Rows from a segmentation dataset
[Begin]

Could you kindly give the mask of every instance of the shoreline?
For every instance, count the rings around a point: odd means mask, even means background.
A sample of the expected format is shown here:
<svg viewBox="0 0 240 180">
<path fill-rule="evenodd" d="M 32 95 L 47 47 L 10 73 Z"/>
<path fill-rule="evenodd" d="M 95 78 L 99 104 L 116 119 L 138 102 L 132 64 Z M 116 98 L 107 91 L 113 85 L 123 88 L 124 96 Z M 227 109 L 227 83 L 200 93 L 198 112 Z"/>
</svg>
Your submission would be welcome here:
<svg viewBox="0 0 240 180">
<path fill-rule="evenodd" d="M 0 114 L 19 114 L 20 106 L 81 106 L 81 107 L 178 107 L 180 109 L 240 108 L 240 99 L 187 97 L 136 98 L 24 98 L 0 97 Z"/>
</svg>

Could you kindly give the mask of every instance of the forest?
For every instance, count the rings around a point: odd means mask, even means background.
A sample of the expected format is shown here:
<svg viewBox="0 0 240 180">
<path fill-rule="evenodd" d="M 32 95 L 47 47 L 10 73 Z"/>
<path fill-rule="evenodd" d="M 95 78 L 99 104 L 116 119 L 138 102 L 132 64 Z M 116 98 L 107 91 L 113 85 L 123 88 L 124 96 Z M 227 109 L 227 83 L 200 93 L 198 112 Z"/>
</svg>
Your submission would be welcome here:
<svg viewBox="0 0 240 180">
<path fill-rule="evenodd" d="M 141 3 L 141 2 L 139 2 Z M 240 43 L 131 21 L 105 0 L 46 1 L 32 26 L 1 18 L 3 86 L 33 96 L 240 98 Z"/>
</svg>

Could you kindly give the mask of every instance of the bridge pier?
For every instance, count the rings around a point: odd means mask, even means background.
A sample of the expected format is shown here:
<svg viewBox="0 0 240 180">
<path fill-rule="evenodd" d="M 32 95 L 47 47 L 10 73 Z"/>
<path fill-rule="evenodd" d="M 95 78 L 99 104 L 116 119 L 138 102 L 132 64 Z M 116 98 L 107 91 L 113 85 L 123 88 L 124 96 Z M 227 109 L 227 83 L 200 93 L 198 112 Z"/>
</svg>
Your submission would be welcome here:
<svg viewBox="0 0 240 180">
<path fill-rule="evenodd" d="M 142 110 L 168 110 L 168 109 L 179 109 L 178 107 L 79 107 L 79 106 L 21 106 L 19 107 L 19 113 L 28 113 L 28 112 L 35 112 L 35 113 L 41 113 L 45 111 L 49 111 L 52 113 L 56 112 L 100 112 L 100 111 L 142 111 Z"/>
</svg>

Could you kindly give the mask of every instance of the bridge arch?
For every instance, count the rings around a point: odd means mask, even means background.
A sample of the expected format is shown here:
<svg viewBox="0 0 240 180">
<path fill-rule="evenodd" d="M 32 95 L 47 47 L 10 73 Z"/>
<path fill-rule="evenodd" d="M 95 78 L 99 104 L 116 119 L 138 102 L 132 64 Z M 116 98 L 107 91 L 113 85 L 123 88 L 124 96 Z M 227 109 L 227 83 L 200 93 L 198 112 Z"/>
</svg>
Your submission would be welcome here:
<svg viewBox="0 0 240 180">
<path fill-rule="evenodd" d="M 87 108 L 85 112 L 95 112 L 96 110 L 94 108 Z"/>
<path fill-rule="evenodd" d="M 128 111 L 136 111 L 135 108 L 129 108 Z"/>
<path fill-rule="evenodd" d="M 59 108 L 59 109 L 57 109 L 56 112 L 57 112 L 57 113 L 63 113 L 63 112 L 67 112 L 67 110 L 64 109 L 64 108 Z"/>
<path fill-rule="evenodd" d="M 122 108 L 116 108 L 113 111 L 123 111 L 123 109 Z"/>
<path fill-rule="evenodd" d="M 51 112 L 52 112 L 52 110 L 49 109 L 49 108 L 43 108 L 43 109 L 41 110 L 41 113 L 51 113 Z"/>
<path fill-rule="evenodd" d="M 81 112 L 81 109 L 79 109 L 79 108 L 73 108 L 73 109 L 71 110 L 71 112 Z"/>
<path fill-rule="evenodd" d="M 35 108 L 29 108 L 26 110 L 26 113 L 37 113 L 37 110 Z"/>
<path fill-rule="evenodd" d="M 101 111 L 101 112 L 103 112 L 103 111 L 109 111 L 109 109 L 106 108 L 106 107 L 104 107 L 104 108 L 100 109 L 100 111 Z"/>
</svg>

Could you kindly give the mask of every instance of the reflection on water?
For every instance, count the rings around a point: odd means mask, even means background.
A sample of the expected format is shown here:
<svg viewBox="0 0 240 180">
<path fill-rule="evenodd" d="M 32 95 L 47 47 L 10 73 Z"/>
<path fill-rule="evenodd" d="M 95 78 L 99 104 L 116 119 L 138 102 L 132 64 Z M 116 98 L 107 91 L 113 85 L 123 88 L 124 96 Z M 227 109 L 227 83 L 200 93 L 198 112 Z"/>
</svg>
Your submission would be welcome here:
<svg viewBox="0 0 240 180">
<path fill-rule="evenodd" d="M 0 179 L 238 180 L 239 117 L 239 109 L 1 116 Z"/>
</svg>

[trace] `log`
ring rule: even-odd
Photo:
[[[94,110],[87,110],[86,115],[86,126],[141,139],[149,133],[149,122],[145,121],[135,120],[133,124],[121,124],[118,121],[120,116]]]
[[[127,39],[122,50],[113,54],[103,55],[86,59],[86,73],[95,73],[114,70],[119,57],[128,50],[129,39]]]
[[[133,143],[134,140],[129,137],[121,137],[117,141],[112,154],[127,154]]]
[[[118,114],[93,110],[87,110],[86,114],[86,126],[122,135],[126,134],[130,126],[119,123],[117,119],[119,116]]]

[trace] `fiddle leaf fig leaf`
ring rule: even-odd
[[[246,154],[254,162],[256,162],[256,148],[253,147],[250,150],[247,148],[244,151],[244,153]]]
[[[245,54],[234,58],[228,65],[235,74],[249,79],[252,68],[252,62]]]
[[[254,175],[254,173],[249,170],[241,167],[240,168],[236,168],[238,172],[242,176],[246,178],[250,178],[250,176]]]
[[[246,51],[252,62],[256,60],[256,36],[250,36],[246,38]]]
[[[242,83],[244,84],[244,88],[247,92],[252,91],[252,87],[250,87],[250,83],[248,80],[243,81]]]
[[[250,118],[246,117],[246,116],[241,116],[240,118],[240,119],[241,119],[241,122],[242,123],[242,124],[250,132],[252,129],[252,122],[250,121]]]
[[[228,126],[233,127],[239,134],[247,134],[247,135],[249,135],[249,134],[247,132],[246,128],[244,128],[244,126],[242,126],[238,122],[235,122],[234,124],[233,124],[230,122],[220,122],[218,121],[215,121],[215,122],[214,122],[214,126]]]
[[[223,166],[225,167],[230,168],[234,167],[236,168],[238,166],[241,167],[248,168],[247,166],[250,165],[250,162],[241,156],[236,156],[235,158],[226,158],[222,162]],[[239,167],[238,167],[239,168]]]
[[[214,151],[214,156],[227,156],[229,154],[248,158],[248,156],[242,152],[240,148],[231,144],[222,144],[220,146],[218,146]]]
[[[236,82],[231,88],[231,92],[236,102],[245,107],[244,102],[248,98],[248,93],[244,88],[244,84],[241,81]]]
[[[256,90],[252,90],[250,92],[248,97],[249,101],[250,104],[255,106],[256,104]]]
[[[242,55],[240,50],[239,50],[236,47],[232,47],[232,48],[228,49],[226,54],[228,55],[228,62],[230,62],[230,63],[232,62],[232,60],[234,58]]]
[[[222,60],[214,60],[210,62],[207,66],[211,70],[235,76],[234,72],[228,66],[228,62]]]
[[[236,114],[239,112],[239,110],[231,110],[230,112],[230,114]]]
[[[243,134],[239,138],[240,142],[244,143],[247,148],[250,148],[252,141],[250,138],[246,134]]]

[End]

What is expected: Rewrite all of the lines above, replacing every "background" with "outside" and leaving everything else unchanged.

Written solution:
Could you kindly give the mask of every instance of the shoreline?
For every instance, count the rings around a point: odd means mask, even means outside.
A sample of the expected format is shown here:
<svg viewBox="0 0 240 180">
<path fill-rule="evenodd" d="M 32 95 L 47 47 L 10 73 Z"/>
<path fill-rule="evenodd" d="M 95 78 L 99 104 L 116 119 L 138 102 L 132 64 Z M 116 98 L 107 91 L 113 85 L 123 88 L 124 96 Z M 227 109 L 227 83 L 200 93 L 198 112 Z"/>
</svg>
Your submission would be welcome here:
<svg viewBox="0 0 240 180">
<path fill-rule="evenodd" d="M 0 114 L 19 114 L 20 106 L 81 106 L 81 107 L 178 107 L 180 109 L 240 108 L 240 99 L 187 97 L 136 98 L 24 98 L 0 97 Z"/>
</svg>

Could you kindly give the mask of every instance of the forest?
For every instance, count the rings around a point: odd means mask, even means outside.
A sample of the expected format is shown here:
<svg viewBox="0 0 240 180">
<path fill-rule="evenodd" d="M 32 95 L 47 47 L 10 73 Z"/>
<path fill-rule="evenodd" d="M 95 78 L 99 104 L 116 119 L 138 102 L 132 64 Z M 116 98 L 107 91 L 113 85 L 123 88 L 124 96 Z M 227 109 L 227 83 L 200 93 L 198 112 Z"/>
</svg>
Your submission would be welcome here:
<svg viewBox="0 0 240 180">
<path fill-rule="evenodd" d="M 141 3 L 141 2 L 139 2 Z M 240 43 L 131 21 L 105 0 L 46 1 L 32 26 L 1 18 L 3 86 L 33 96 L 240 98 Z"/>
</svg>

Could you kindly give the mask of every instance of the bridge pier?
For every instance, count the rings around a point: odd means mask, even means outside.
A sample of the expected format is shown here:
<svg viewBox="0 0 240 180">
<path fill-rule="evenodd" d="M 32 95 L 47 47 L 10 73 Z"/>
<path fill-rule="evenodd" d="M 95 78 L 99 104 L 116 119 L 138 102 L 132 64 Z M 116 98 L 107 91 L 113 85 L 123 88 L 124 96 Z M 227 109 L 227 83 L 200 93 L 198 112 Z"/>
</svg>
Your submission would be welcome here:
<svg viewBox="0 0 240 180">
<path fill-rule="evenodd" d="M 142 110 L 168 110 L 168 109 L 179 109 L 178 107 L 79 107 L 79 106 L 21 106 L 19 107 L 19 113 L 28 113 L 28 112 L 35 112 L 35 113 L 41 113 L 45 111 L 49 111 L 52 113 L 56 112 L 100 112 L 100 111 L 142 111 Z"/>
</svg>

Could you kindly give the mask of every instance of the bridge arch?
For every instance, count the rings around a point: odd means mask, even means outside.
A sample of the expected format is shown here:
<svg viewBox="0 0 240 180">
<path fill-rule="evenodd" d="M 32 95 L 47 47 L 10 73 Z"/>
<path fill-rule="evenodd" d="M 95 78 L 99 104 L 116 119 L 138 102 L 132 64 Z M 116 98 L 107 91 L 113 85 L 123 88 L 124 96 Z M 227 109 L 227 83 L 200 93 L 198 112 Z"/>
</svg>
Your submission would be welcome here:
<svg viewBox="0 0 240 180">
<path fill-rule="evenodd" d="M 87 108 L 85 112 L 95 112 L 96 110 L 94 108 Z"/>
<path fill-rule="evenodd" d="M 128 111 L 136 111 L 135 108 L 129 108 Z"/>
<path fill-rule="evenodd" d="M 59 108 L 59 109 L 57 109 L 56 112 L 57 112 L 57 113 L 63 113 L 63 112 L 67 112 L 67 110 L 64 109 L 64 108 Z"/>
<path fill-rule="evenodd" d="M 122 108 L 116 108 L 113 111 L 123 111 L 123 109 Z"/>
<path fill-rule="evenodd" d="M 51 112 L 52 112 L 52 110 L 49 109 L 49 108 L 43 108 L 43 109 L 41 110 L 41 113 L 51 113 Z"/>
<path fill-rule="evenodd" d="M 81 112 L 81 109 L 79 109 L 79 108 L 73 108 L 73 109 L 71 110 L 71 112 Z"/>
<path fill-rule="evenodd" d="M 35 108 L 29 108 L 26 110 L 26 113 L 37 113 L 37 110 Z"/>
<path fill-rule="evenodd" d="M 101 111 L 101 112 L 103 112 L 103 111 L 109 111 L 109 109 L 106 108 L 106 107 L 104 107 L 104 108 L 100 109 L 100 111 Z"/>
</svg>

Could you kindly give the mask of every instance of the reflection on water?
For every instance, count the rings around a point: odd means mask, even means outside.
A sample of the expected format is shown here:
<svg viewBox="0 0 240 180">
<path fill-rule="evenodd" d="M 32 95 L 47 47 L 10 73 Z"/>
<path fill-rule="evenodd" d="M 95 78 L 99 104 L 116 119 L 138 102 L 132 64 Z M 116 98 L 107 91 L 113 85 L 123 88 L 124 96 Z M 227 109 L 227 83 L 200 93 L 198 112 Z"/>
</svg>
Your submission would be welcome here:
<svg viewBox="0 0 240 180">
<path fill-rule="evenodd" d="M 0 179 L 238 180 L 239 117 L 239 109 L 1 116 Z"/>
</svg>

[trace] `log`
ring rule: even-odd
Photo:
[[[94,110],[87,110],[86,115],[86,126],[141,139],[149,133],[149,122],[145,121],[135,120],[133,124],[121,124],[118,121],[120,116]]]
[[[127,39],[122,50],[113,54],[103,55],[86,59],[86,73],[95,73],[114,70],[119,57],[128,50],[129,39]]]
[[[133,143],[134,140],[129,137],[121,137],[117,141],[112,154],[127,154]]]
[[[118,114],[93,110],[87,110],[86,114],[86,126],[122,135],[126,134],[130,126],[119,123],[117,119],[119,116]]]

[trace] `fiddle leaf fig leaf`
ring rule: even-odd
[[[246,154],[254,162],[256,162],[256,148],[253,147],[250,150],[247,148],[244,151],[244,153]]]
[[[245,54],[234,58],[228,65],[235,74],[249,79],[252,68],[252,62]]]
[[[254,175],[254,173],[249,170],[241,167],[240,168],[236,168],[238,172],[242,176],[246,178],[250,178],[250,176]]]
[[[246,51],[252,62],[256,60],[256,36],[250,36],[246,38]]]
[[[242,83],[244,84],[244,88],[247,92],[252,91],[252,87],[250,87],[250,83],[248,80],[243,81]]]
[[[250,118],[246,117],[246,116],[241,116],[240,118],[240,119],[241,119],[241,122],[242,123],[242,124],[250,132],[252,129],[252,122],[250,121]]]
[[[228,126],[233,127],[239,134],[247,134],[247,135],[249,135],[249,134],[247,132],[246,128],[244,128],[244,126],[242,126],[238,122],[235,122],[234,124],[233,124],[230,122],[220,122],[218,121],[215,121],[215,122],[214,122],[214,126]]]
[[[223,166],[225,167],[230,168],[234,167],[236,168],[238,166],[241,167],[248,168],[247,166],[250,165],[250,162],[241,156],[236,156],[235,158],[226,158],[222,162]],[[239,167],[238,167],[239,168]]]
[[[214,151],[214,156],[227,156],[229,154],[248,158],[248,156],[242,152],[240,148],[231,144],[222,144],[220,146],[218,146]]]
[[[236,82],[231,88],[231,92],[236,102],[245,107],[244,102],[248,98],[248,93],[244,88],[244,84],[241,81]]]
[[[256,90],[252,90],[250,92],[248,97],[249,101],[250,104],[255,106],[256,104]]]
[[[242,55],[240,50],[239,50],[236,47],[232,47],[232,48],[228,49],[226,54],[228,55],[228,62],[230,62],[230,63],[232,62],[232,60],[234,58]]]
[[[222,60],[214,60],[210,62],[207,66],[211,70],[235,76],[234,72],[228,66],[228,62]]]
[[[236,114],[239,112],[239,110],[231,110],[230,112],[230,114]]]
[[[243,134],[239,138],[240,142],[244,143],[247,148],[250,148],[252,141],[250,138],[246,134]]]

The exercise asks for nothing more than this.